→ **Exercise instructions**:
Set down exactly the lines in the records below that run from the line with "Target: grass background" to the line with "Target: dark pink circle", inclusive, and nothing more.

Source records:
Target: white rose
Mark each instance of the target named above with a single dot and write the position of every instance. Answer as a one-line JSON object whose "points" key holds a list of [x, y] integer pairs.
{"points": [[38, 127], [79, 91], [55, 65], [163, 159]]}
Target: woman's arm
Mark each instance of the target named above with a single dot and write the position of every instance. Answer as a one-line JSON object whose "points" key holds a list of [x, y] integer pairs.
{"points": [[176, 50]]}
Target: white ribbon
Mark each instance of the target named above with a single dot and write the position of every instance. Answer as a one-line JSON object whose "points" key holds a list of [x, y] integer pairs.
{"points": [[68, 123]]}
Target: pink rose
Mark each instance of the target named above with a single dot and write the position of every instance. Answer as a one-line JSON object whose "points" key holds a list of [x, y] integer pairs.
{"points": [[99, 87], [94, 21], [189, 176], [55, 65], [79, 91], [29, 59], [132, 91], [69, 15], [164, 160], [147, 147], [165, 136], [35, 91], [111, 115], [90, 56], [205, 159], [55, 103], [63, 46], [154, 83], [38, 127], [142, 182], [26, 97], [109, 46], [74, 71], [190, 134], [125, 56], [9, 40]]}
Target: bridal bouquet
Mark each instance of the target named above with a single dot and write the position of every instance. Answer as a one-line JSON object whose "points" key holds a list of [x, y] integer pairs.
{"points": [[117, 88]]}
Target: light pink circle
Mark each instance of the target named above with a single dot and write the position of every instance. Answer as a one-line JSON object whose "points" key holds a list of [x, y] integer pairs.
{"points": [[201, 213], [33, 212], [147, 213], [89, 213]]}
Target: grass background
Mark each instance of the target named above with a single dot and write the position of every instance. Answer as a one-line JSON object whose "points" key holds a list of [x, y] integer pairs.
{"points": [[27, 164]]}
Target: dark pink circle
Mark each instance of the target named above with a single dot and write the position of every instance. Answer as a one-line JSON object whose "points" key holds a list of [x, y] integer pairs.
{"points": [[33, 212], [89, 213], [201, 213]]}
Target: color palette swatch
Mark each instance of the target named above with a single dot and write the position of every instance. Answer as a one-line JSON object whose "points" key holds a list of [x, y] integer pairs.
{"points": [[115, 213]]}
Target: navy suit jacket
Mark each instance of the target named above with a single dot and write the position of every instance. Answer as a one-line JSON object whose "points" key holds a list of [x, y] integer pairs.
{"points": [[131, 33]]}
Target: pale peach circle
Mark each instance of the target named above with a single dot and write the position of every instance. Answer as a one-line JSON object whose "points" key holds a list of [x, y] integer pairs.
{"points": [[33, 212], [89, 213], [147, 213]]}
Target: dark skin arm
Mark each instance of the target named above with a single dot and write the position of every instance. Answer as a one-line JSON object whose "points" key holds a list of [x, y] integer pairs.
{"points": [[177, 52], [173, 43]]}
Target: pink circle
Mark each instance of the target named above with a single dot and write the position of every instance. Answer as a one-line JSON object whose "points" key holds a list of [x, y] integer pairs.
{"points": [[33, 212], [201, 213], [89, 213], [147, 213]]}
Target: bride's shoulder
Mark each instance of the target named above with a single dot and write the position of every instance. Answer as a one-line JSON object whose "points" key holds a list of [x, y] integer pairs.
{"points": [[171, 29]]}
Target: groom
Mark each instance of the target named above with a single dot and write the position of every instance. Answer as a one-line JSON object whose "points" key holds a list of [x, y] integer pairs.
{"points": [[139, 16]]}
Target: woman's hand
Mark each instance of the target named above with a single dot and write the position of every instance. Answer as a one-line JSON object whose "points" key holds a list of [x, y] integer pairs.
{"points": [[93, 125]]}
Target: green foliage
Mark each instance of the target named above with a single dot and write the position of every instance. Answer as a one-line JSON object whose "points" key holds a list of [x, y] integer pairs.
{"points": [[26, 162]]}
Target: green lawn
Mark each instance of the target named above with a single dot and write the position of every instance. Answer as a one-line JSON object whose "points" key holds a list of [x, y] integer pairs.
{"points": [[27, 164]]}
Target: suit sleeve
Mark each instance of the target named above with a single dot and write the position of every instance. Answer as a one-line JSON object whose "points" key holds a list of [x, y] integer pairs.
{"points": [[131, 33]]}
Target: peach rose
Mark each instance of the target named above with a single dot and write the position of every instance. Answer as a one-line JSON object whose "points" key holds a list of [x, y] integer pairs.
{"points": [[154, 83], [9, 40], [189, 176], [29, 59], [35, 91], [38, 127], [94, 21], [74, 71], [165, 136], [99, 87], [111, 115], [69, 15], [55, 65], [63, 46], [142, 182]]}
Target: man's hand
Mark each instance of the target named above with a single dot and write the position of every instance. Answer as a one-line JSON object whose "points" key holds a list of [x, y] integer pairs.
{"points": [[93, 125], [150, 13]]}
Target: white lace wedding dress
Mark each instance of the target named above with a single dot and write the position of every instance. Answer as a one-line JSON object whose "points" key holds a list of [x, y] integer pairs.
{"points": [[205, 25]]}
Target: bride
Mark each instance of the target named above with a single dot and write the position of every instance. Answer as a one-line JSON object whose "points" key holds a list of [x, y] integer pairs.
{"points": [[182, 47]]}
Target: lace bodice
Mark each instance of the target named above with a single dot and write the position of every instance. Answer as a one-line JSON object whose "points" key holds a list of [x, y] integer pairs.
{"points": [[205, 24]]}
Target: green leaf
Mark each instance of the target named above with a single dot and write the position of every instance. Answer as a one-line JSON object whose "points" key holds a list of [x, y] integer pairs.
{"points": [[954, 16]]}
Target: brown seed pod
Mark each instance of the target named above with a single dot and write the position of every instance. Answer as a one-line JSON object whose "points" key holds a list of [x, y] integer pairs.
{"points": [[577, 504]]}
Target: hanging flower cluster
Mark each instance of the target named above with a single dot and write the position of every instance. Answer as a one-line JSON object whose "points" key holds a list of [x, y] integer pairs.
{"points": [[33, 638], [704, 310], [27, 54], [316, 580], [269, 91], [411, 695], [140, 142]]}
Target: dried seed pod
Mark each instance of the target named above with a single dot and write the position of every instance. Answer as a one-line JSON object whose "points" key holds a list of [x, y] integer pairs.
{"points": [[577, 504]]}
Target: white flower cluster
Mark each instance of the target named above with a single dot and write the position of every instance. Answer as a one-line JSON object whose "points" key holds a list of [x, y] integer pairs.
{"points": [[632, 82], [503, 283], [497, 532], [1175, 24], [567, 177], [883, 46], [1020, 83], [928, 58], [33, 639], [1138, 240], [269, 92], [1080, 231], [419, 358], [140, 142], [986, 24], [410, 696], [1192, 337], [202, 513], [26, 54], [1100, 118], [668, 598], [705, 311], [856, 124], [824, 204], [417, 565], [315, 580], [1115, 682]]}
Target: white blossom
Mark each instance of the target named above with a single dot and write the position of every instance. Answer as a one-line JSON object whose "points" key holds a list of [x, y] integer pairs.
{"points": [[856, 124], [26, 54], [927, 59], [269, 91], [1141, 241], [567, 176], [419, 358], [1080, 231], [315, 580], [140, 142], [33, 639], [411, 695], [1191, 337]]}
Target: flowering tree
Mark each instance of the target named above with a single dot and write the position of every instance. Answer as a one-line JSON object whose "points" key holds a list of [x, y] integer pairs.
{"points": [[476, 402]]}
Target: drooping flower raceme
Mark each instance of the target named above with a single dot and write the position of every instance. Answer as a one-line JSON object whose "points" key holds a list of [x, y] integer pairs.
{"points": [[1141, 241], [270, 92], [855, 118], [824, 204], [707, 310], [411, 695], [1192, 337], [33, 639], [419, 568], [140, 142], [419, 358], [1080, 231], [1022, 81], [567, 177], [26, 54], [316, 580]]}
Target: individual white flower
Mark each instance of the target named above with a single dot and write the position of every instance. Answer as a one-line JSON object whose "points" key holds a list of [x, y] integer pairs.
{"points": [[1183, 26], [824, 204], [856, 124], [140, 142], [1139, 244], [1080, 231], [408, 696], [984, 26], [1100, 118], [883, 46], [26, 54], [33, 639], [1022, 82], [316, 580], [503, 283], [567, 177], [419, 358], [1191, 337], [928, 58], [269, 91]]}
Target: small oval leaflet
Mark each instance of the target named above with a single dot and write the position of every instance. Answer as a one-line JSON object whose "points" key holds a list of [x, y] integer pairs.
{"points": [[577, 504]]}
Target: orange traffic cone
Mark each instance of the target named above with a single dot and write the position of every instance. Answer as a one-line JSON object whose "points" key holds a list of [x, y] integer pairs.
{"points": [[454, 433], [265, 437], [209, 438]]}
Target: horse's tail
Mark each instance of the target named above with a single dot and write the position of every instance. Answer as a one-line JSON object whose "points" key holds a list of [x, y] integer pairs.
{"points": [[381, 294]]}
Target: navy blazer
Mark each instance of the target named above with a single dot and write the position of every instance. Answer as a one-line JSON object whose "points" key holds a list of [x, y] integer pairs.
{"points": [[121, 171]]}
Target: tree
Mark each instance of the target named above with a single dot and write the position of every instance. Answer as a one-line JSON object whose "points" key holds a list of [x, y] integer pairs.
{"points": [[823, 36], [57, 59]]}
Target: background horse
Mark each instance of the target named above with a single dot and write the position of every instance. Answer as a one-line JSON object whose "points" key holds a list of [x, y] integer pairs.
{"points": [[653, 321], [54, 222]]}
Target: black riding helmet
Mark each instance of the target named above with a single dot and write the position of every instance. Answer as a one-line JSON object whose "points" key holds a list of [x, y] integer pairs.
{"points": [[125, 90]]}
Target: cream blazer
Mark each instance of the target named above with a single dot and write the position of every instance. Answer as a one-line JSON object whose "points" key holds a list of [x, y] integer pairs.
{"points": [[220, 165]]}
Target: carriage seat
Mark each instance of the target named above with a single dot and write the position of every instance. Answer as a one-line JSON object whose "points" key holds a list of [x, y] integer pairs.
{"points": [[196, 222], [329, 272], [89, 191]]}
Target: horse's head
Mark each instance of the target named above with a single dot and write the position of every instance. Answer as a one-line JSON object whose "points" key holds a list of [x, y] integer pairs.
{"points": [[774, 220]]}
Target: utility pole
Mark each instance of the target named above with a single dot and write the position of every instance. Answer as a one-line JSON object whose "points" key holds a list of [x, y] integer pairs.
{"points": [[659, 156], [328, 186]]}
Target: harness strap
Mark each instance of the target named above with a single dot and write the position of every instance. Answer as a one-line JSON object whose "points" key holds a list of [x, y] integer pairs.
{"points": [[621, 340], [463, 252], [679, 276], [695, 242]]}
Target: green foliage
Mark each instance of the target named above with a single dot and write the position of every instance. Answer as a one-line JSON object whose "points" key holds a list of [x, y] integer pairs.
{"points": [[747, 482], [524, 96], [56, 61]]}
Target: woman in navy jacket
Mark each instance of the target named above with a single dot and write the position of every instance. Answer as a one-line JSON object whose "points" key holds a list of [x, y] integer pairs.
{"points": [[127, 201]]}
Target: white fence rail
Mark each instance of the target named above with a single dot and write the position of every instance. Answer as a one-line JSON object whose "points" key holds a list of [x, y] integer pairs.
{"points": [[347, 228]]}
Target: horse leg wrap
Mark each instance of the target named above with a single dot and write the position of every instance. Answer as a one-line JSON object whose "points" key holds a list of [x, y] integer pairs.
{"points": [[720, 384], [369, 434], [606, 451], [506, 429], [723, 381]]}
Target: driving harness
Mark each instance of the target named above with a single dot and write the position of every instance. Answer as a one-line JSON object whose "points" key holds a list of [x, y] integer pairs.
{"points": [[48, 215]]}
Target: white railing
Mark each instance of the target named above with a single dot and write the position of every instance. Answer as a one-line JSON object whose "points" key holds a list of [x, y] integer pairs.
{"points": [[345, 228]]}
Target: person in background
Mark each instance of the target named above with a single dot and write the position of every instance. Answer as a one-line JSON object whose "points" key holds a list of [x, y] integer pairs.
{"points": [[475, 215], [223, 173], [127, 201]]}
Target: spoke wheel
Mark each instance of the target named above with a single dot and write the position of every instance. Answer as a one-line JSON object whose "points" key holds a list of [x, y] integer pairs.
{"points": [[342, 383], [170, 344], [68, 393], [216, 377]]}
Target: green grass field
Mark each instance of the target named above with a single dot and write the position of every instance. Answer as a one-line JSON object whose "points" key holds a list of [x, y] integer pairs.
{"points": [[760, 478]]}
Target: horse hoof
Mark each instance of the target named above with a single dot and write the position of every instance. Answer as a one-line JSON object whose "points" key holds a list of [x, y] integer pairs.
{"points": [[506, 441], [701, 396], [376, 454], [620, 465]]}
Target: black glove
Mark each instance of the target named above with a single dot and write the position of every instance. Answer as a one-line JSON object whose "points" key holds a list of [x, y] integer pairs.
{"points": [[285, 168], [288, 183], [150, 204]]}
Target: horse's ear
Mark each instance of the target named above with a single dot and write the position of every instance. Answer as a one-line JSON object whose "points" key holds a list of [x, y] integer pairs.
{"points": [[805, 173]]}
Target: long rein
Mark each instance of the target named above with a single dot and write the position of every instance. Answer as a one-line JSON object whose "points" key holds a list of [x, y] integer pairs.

→ **Solution to this exercise**:
Target: grass background
Mark each instance of the target named above with a single dot and write the position of every instance. Answer as a one-line JSON object whose "points" key holds a list of [x, y] integer pairs.
{"points": [[27, 164]]}
Target: dark pink circle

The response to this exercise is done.